▶ Instructions for the task: Write out each line of the material below, copying it with no changes at all.

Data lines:
====

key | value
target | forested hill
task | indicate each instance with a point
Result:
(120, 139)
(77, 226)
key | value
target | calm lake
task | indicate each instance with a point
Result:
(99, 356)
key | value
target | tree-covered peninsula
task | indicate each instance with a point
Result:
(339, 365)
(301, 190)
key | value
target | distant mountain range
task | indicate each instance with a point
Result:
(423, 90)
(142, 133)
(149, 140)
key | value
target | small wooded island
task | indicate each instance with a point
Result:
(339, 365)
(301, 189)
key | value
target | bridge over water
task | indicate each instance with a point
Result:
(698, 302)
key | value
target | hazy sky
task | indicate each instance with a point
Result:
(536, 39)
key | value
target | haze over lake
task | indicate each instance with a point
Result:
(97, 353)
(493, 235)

====

▶ Reply to the task:
key | value
target | forested hill
task | indicate each instance with a point
Result:
(120, 139)
(77, 226)
key | value
target | calm lake
task | indicate each instance with a point
Result:
(99, 356)
key | value
target | tree-covered peninsula
task | indicate each instance with a point
Result:
(339, 365)
(301, 190)
key | value
target | distant mountain range
task | indicate each instance with a point
Result:
(423, 90)
(142, 133)
(149, 140)
key | value
target | small wooded island
task | indicate each instance with a point
Result:
(339, 365)
(301, 189)
key | value
target | bridge over water
task | indicate each instance with a point
Result:
(698, 302)
key | value
target | hazy sky
task | indicate each instance with a point
Result:
(536, 39)
key | value
target | haze over lake
task | indicate each instance with a point
Result:
(97, 353)
(493, 235)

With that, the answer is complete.